start

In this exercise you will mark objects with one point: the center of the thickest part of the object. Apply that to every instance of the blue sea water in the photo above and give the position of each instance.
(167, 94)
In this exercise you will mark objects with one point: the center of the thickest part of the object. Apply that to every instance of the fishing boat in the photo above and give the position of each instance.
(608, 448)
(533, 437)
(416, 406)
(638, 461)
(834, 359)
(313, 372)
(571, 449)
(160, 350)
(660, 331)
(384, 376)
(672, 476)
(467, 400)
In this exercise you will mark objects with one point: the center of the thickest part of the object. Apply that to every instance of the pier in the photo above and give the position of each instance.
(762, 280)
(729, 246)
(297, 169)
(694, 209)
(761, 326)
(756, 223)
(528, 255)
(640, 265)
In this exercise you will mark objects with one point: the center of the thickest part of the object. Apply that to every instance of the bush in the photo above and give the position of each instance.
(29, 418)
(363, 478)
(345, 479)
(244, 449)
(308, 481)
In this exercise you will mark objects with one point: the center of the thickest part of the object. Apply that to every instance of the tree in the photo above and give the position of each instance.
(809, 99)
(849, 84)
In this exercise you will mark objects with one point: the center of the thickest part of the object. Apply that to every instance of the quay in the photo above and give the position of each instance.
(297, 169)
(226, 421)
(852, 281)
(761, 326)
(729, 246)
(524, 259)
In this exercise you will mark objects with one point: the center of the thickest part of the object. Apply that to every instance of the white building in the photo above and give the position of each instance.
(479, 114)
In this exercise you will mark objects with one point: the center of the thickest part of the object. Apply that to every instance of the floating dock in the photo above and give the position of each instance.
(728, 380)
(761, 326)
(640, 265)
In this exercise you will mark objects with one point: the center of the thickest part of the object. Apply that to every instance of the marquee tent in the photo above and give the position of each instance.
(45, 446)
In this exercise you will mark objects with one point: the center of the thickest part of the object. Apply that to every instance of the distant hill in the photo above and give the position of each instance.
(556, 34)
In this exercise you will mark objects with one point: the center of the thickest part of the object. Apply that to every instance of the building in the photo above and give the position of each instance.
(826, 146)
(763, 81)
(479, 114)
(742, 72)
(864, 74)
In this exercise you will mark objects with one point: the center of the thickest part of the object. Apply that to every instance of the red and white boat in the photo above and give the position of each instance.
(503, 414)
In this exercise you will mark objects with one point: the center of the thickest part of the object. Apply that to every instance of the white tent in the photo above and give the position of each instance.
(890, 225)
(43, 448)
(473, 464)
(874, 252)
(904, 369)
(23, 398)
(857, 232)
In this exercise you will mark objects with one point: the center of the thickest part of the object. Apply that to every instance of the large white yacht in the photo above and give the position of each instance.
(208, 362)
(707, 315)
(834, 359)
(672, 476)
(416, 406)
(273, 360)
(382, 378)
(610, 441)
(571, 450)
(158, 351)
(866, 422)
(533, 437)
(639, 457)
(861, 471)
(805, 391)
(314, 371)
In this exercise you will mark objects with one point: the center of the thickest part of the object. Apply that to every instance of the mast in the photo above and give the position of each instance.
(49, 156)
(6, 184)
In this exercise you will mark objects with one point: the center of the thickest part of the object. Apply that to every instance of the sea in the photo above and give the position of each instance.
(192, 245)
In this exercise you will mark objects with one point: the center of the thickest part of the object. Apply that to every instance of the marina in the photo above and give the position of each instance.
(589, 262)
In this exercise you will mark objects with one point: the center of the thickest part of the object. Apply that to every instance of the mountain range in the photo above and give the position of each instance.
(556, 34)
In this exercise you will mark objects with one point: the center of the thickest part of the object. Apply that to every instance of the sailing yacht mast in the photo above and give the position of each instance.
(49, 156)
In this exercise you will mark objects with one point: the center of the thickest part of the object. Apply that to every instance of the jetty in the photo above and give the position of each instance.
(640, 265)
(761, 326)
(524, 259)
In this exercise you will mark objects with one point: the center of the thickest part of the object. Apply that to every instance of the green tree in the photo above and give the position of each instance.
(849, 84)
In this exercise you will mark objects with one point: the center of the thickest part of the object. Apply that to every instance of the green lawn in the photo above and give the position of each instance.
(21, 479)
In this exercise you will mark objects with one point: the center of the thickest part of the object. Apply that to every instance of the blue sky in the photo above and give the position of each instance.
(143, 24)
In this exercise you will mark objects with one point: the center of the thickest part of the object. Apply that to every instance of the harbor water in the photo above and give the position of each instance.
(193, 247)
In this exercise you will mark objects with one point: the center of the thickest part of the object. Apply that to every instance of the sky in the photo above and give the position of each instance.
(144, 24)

end

# Problem description
Can you copy out, word for word, the records from the line with "the green tree" up to and including the final line of the records?

# Response
In this exercise you will mark objects with one point: the center of the thickest part of the object. Apply that to every instance of the green tree in the photo above and give the position of each instance.
(849, 84)
In this exercise you will mark objects with one point: the center of the thickest part of the object. Apply that to every instance of the green lawn in the photo above and give the position of each instance.
(21, 479)
In this exercise you will mark objects with one point: the center of the thickest part of the object. Apply that to every instance of the blue sky in the photo above and give the position of each instance.
(143, 24)
In this exercise you will mark objects with one point: the center of the thickest part of the object. Apply that to every instance of the harbor water in the photo above and give the position of each instance.
(193, 247)
In this exercise you will mark objects with one point: the center of the thickest part of the object. Apply that to every instance of the sky in the photo above and give the position of each instance.
(144, 24)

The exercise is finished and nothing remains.